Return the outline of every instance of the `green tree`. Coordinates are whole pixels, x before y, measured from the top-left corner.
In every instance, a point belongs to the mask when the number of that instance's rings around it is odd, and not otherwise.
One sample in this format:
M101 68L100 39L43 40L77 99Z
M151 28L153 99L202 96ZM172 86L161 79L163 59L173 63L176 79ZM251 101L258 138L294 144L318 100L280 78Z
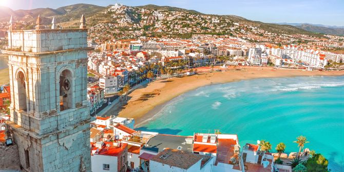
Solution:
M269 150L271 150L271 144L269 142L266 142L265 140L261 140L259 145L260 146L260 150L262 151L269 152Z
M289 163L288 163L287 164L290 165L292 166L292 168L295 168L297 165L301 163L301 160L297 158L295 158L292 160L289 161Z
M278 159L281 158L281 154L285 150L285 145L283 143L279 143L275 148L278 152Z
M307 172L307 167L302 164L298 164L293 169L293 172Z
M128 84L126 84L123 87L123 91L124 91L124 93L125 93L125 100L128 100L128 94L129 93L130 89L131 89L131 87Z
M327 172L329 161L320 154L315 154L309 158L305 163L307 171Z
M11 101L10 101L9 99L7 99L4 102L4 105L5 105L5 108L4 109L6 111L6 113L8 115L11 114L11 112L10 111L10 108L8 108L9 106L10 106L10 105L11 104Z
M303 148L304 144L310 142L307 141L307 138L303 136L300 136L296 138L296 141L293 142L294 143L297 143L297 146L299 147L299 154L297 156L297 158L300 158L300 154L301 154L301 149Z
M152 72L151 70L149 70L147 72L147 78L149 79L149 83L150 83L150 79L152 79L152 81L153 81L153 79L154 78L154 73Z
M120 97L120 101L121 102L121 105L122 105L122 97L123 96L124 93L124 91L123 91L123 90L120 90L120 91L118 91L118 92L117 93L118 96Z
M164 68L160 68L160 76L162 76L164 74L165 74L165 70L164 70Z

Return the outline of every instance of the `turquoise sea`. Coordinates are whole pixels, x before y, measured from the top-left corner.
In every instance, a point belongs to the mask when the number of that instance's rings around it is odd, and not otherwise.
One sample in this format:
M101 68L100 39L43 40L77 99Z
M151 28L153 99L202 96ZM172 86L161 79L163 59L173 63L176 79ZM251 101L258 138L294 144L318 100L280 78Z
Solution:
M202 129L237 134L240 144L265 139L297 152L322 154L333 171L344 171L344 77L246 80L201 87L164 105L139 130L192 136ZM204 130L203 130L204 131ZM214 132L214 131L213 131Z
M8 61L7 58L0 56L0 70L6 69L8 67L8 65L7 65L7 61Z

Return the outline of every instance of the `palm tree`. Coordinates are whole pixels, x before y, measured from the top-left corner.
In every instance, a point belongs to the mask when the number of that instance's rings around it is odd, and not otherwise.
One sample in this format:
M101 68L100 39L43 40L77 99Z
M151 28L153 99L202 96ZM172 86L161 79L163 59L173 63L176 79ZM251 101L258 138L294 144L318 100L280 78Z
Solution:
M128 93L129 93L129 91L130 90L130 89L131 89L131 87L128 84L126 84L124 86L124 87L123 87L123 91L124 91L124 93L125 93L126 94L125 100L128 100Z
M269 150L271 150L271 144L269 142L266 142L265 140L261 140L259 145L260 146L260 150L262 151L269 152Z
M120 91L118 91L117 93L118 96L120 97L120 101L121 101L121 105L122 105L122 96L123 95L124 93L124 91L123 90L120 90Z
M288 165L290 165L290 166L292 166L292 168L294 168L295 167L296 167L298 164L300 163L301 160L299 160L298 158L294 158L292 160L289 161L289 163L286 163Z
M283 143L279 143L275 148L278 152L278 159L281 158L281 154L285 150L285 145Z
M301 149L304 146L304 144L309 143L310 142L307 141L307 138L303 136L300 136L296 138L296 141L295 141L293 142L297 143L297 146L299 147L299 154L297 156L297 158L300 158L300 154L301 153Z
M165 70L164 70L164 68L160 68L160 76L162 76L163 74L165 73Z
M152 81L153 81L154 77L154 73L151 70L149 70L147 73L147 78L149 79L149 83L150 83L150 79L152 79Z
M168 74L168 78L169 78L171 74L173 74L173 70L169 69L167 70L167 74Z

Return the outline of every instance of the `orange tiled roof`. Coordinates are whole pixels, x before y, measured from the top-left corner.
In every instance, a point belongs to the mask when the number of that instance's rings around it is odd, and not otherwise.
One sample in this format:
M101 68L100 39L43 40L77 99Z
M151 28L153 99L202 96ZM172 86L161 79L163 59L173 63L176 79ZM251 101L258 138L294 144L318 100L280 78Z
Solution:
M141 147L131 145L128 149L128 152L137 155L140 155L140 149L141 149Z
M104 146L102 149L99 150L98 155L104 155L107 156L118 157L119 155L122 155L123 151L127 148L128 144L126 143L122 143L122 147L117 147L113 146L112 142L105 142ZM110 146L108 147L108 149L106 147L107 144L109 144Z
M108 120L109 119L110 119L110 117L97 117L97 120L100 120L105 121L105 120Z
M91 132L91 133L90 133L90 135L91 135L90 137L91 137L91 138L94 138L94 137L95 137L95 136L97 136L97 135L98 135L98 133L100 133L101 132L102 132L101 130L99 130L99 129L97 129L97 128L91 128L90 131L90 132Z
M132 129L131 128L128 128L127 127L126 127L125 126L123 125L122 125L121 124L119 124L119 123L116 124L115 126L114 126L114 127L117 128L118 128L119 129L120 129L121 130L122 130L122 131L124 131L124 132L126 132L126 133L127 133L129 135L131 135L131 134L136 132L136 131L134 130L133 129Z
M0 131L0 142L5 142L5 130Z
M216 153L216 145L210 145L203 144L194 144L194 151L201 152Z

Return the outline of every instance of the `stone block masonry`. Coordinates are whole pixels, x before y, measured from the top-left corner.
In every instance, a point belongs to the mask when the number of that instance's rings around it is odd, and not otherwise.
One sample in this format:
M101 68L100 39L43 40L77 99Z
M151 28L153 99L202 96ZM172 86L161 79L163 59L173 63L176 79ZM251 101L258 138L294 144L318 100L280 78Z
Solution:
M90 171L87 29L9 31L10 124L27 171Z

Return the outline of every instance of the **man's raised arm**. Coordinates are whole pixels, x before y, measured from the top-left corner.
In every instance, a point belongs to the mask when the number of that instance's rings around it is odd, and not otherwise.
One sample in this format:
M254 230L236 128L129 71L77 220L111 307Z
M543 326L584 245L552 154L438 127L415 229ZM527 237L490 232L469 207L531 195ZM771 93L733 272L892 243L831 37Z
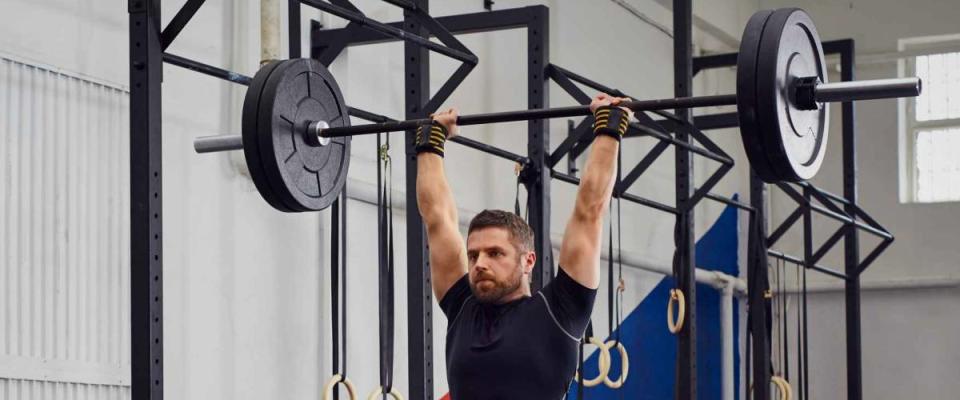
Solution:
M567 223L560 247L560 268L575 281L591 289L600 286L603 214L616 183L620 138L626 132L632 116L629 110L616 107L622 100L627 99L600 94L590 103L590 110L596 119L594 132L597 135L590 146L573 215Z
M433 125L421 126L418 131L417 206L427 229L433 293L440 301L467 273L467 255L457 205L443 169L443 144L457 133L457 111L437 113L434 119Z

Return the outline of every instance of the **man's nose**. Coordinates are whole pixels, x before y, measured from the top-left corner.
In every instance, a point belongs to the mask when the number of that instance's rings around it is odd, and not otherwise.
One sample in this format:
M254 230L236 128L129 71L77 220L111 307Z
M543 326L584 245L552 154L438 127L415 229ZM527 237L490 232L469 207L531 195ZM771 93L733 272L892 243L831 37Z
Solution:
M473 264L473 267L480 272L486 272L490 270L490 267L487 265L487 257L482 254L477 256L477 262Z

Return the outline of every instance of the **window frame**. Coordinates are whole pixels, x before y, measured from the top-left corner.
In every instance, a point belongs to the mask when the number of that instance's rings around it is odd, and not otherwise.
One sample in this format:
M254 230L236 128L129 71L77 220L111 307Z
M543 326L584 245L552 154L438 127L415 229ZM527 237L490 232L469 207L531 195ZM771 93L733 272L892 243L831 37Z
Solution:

* * *

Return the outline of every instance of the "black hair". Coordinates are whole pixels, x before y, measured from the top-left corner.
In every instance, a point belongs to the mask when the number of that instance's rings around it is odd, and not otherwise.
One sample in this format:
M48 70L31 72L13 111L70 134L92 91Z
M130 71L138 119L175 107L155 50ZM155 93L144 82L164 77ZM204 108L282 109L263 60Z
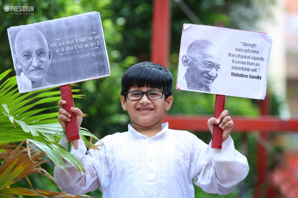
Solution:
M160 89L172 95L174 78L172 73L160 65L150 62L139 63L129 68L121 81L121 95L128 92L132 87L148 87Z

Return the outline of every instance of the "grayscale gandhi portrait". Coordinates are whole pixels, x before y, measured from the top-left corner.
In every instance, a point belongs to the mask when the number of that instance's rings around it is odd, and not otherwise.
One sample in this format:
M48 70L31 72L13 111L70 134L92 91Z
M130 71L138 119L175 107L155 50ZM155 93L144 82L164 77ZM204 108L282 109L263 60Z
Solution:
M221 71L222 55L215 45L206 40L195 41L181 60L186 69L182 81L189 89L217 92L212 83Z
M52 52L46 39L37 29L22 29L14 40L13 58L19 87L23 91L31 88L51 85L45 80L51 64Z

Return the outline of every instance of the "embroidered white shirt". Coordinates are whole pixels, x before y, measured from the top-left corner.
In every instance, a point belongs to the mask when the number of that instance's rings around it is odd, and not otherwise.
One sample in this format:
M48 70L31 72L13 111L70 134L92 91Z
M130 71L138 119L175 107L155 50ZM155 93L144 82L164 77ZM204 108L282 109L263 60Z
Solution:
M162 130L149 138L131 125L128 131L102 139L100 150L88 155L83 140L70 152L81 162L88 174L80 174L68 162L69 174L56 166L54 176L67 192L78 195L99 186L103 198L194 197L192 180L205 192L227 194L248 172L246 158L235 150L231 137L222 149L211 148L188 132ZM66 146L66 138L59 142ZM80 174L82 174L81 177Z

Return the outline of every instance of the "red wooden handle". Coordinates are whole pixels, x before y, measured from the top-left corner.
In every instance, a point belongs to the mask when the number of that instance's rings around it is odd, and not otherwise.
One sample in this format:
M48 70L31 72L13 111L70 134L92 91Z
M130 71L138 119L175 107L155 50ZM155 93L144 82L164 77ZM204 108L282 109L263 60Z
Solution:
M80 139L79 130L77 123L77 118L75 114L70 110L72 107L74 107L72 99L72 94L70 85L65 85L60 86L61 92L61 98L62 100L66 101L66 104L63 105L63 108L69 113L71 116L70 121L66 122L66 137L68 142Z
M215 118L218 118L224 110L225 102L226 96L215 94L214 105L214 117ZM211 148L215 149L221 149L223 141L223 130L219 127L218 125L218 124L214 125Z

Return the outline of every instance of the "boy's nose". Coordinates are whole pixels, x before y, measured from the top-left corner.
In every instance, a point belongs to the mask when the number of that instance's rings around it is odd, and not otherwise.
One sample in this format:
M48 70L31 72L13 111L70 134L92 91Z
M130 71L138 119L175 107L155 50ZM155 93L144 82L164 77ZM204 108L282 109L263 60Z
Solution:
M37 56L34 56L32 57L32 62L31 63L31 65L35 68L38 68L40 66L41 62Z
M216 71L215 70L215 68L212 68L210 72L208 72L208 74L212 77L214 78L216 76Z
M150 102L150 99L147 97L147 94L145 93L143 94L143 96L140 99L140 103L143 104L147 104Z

...

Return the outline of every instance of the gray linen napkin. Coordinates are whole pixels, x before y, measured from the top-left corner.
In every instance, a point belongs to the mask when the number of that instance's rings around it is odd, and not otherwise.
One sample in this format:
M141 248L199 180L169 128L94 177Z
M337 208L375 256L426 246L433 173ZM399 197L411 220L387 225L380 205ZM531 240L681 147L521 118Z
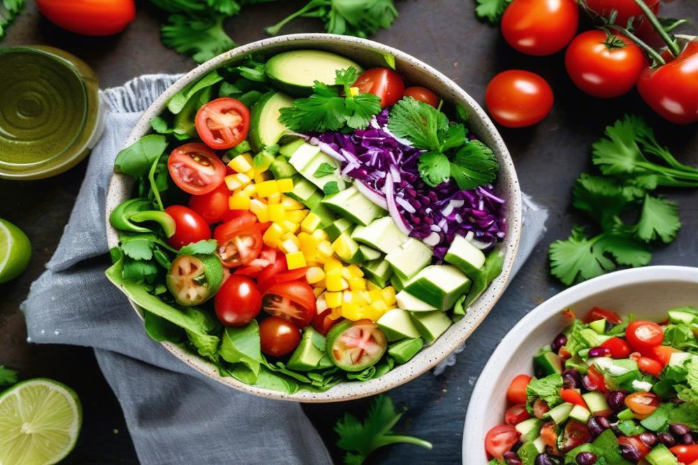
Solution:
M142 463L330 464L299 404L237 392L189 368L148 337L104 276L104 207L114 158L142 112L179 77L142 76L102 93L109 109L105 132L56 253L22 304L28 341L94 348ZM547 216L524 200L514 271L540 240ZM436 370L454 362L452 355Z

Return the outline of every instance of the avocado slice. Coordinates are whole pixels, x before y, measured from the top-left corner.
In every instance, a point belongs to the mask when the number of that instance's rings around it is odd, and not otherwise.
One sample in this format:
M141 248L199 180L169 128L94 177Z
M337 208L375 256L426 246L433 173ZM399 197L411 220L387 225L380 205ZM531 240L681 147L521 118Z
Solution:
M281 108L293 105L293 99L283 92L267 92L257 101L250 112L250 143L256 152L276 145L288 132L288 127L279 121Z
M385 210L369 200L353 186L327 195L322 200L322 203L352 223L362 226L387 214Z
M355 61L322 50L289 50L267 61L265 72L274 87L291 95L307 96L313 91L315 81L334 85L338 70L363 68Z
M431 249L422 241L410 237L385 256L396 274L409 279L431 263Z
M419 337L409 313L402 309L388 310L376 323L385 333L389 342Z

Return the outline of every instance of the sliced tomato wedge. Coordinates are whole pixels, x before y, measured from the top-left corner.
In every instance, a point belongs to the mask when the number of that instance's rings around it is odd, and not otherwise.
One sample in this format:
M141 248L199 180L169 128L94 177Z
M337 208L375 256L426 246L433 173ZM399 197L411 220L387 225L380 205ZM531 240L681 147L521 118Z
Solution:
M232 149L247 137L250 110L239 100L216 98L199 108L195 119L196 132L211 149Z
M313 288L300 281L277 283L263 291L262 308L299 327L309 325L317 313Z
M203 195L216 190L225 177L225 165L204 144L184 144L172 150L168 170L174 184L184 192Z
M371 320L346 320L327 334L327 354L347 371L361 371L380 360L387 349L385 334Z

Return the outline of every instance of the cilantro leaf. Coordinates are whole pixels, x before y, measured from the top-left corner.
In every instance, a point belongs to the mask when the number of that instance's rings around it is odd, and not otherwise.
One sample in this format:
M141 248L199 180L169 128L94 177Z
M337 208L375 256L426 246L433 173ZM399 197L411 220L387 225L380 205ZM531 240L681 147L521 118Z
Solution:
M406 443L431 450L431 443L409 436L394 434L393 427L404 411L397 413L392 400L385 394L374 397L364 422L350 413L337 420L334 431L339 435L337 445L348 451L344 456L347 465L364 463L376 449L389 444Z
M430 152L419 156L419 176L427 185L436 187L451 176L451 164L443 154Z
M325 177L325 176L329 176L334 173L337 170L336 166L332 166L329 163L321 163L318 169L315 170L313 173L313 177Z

◆ Goal:
Count the lines in the entries above that contain the string "nose", treating uppercase and lowercase letters as different, and reply with only the number.

◆ Reply to the task:
2